_INSTRUCTIONS TO FOLLOW_
Using the entries below, transcribe exactly the line containing "The service SHOULD locate every instance of the utility" and each line that follows it to the end.

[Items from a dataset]

·····

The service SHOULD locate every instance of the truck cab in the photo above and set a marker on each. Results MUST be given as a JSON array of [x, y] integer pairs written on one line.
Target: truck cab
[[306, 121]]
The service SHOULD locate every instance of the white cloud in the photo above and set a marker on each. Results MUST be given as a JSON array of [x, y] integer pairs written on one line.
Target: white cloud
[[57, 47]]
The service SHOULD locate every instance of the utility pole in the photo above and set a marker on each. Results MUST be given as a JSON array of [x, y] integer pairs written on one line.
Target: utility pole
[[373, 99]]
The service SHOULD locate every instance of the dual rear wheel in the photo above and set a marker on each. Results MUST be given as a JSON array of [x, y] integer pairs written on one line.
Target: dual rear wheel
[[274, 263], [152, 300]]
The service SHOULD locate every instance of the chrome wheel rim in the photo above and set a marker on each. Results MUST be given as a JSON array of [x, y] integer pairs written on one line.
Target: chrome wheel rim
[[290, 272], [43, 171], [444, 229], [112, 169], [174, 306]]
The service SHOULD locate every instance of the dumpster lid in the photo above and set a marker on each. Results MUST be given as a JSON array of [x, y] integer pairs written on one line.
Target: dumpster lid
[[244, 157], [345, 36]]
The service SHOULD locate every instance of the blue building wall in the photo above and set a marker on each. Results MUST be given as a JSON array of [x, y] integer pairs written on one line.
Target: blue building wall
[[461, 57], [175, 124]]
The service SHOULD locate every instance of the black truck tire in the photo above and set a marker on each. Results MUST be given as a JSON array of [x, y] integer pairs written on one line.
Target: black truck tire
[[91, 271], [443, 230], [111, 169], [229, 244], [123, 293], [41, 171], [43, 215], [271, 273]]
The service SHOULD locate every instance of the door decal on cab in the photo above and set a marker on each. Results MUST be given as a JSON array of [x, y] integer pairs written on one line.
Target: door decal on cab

·····

_OUTPUT OF THE EXERCISE_
The service SHOULD locate every instance of the utility pole in the photo above and set a marker on each. Results MUST be given as a JSON array of [x, y] integer pairs written on one line.
Target: utility pole
[[373, 99]]
The service SHOULD locate every instance of the dual rear wheel in the photo above and set a marker on each. Results MUST be given as a JSON array of [x, y] integer pairs written on one line.
Target: dual rear wheel
[[274, 263], [152, 300]]
The service SHOULD locate every instance of the chrome wheel rim in the photo above and set a marker on each. Results MUST be given as a JSON array of [x, y] integer pairs written on one line.
Target: chrome wheel rim
[[290, 272], [43, 171], [444, 229], [112, 169], [174, 306]]
The service SHOULD locate every instance of the dumpster lid in the photo above and set a marker on each. Results MUST be given as a JSON array of [x, y] integer pairs written on one line.
Target: dumpster lid
[[244, 157], [345, 36]]
The service SHOULD locate every instance of the blue building wall in the photo above and set a marker on each. Results MUST be given as a JSON array of [x, y] integer pairs written on one line.
Target: blue building wall
[[461, 57], [175, 124]]
The service SHOULD locate every instance of the black truck tire in the photo above and set a marker on each. Results MUST be given as a JSON array of [x, y] integer pairs written on one line.
Target: black truck tire
[[91, 271], [443, 230], [111, 169], [229, 244], [123, 293], [41, 171], [43, 215], [271, 273]]
The service SHOULD locate every instance of the door decal on cab in the photo above and set a marker on each. Results MUST be given as a JSON array of [x, y] integer pairs written on one line.
Target: door decal on cab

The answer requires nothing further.